**Work instruction:** Write out exactly, with no other output, the lines below from the one that contains "negative clicks: (558, 341)" through the end.

[Stored records]
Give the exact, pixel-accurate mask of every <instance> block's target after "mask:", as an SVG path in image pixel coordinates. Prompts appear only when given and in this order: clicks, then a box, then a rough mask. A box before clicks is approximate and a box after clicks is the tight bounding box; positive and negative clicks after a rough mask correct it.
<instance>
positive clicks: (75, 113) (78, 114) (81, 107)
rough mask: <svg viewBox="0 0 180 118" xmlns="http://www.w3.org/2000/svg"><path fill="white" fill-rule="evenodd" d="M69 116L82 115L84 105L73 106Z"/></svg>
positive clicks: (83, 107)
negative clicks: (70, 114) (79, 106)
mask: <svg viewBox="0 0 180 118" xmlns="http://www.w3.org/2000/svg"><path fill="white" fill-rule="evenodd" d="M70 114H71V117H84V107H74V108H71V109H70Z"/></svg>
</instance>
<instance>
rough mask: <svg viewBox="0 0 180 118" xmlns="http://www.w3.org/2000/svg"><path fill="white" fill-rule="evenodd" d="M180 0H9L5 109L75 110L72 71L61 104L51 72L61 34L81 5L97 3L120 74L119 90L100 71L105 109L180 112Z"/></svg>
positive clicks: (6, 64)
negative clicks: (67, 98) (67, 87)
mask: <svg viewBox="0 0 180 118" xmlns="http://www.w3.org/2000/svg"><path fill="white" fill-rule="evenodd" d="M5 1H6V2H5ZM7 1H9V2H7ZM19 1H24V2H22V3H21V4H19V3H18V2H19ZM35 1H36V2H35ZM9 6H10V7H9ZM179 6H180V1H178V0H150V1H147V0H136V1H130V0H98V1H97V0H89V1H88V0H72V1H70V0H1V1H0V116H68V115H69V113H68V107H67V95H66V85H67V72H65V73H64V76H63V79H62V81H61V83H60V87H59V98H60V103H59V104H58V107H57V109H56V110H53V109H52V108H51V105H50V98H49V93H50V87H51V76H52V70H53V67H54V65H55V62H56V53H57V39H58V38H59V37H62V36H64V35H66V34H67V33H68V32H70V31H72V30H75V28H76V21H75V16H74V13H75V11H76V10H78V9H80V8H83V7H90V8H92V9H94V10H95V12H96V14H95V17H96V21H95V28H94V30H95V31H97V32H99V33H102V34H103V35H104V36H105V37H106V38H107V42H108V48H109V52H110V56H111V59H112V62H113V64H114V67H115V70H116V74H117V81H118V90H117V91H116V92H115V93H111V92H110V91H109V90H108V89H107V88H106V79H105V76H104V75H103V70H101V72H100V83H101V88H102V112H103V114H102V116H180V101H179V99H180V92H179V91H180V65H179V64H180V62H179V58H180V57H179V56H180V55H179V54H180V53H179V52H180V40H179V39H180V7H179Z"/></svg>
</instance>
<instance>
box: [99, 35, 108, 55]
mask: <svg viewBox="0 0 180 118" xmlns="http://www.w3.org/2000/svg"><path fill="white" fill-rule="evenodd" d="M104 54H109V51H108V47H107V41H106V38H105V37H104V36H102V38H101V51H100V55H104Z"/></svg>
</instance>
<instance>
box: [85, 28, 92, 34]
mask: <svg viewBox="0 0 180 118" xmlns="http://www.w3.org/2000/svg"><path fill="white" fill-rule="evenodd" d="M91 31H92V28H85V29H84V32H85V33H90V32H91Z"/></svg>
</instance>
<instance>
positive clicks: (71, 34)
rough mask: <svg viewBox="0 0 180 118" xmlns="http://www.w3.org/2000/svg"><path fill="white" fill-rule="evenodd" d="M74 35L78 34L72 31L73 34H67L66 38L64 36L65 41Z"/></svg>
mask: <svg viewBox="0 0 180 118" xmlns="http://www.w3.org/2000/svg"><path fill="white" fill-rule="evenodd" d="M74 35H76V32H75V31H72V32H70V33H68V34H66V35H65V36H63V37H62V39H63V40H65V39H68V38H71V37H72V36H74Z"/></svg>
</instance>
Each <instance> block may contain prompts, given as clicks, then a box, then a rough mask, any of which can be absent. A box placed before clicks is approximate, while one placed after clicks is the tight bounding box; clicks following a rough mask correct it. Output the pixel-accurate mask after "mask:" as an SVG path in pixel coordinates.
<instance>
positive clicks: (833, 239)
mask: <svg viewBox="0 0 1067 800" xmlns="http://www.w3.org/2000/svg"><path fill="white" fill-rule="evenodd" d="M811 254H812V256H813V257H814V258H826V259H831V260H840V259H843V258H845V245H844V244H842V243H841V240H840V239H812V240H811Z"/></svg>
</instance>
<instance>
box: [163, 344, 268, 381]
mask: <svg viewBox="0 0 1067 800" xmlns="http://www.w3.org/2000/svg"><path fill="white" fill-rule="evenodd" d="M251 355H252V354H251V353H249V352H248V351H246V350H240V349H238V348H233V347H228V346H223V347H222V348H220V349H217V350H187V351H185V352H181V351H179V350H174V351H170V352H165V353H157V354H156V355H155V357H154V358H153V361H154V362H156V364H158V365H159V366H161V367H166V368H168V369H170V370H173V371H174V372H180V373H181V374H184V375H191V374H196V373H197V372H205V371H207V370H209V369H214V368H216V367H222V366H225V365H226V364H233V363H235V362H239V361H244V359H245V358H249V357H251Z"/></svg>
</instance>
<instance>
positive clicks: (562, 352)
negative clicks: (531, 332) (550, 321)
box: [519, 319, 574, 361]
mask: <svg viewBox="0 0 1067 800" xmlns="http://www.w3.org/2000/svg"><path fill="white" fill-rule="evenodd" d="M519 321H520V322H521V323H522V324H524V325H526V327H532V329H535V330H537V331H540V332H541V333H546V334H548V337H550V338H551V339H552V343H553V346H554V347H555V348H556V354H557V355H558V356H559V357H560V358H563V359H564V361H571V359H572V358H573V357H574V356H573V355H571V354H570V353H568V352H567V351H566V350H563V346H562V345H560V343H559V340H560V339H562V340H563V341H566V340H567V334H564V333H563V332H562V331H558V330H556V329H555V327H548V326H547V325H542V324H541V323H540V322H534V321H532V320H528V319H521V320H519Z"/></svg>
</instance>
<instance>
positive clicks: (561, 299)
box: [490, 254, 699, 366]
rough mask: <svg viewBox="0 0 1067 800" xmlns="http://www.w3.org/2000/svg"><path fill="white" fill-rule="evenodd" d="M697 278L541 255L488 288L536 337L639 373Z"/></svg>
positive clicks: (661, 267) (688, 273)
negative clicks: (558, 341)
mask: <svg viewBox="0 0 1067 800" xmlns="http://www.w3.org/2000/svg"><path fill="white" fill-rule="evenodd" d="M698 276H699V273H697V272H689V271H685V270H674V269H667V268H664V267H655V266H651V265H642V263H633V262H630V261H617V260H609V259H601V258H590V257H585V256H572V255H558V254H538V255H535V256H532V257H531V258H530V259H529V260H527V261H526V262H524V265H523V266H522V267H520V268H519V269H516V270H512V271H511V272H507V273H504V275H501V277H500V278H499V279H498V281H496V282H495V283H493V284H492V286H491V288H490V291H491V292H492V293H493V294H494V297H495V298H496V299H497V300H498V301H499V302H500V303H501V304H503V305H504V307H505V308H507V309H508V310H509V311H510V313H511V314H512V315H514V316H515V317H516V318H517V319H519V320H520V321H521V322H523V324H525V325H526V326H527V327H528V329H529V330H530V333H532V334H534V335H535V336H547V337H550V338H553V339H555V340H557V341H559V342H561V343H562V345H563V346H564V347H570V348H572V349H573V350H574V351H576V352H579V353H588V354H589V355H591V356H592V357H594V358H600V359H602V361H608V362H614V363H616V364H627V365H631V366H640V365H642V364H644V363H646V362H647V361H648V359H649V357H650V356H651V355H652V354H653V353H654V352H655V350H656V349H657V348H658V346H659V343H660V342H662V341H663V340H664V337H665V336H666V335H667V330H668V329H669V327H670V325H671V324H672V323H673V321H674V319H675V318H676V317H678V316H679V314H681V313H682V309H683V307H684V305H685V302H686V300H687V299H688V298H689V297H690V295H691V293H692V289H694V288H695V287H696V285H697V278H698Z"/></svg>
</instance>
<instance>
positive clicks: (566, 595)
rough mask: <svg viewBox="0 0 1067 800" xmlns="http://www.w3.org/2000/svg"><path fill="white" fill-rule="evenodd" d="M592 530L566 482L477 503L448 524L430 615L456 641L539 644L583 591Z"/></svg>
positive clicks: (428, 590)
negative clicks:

**Response to the task:**
negative clicks: (558, 341)
mask: <svg viewBox="0 0 1067 800" xmlns="http://www.w3.org/2000/svg"><path fill="white" fill-rule="evenodd" d="M698 276H699V273H697V272H689V271H685V270H674V269H667V268H664V267H655V266H651V265H642V263H633V262H630V261H617V260H609V259H601V258H590V257H585V256H572V255H558V254H538V255H535V256H532V257H531V258H530V259H529V260H527V261H526V262H524V265H523V266H522V267H520V268H519V269H516V270H512V271H511V272H507V273H504V275H501V277H500V278H499V279H498V281H496V282H495V283H493V284H492V286H491V288H490V291H491V292H492V293H493V294H494V297H495V298H496V299H497V300H498V301H499V302H500V303H501V304H503V305H504V307H505V308H507V309H508V310H509V311H510V313H511V314H512V315H514V316H515V317H516V318H517V319H519V320H520V321H521V322H523V324H525V325H526V326H527V327H528V329H529V330H530V333H532V334H534V335H535V336H547V337H550V338H553V339H555V340H557V341H559V342H561V343H562V345H563V346H564V347H570V348H572V349H573V350H574V351H576V352H579V353H588V354H589V355H591V356H592V357H594V358H600V359H602V361H608V362H614V363H616V364H627V365H631V366H640V365H642V364H644V363H646V362H647V361H648V359H649V357H650V356H651V355H652V354H653V353H654V352H655V350H656V349H657V348H658V346H659V343H660V342H662V341H663V340H664V337H665V336H666V335H667V330H668V329H669V327H670V325H671V324H672V323H673V321H674V319H675V318H676V317H678V316H679V314H681V313H682V309H683V307H684V305H685V302H686V300H687V299H688V298H689V297H690V295H691V293H692V289H694V288H695V287H696V285H697V278H698Z"/></svg>
</instance>
<instance>
positive clicks: (566, 595)
rough mask: <svg viewBox="0 0 1067 800" xmlns="http://www.w3.org/2000/svg"><path fill="white" fill-rule="evenodd" d="M592 530L566 482L477 503L448 524L430 615L456 641L539 644L583 591Z"/></svg>
positive clicks: (428, 590)
negative clicks:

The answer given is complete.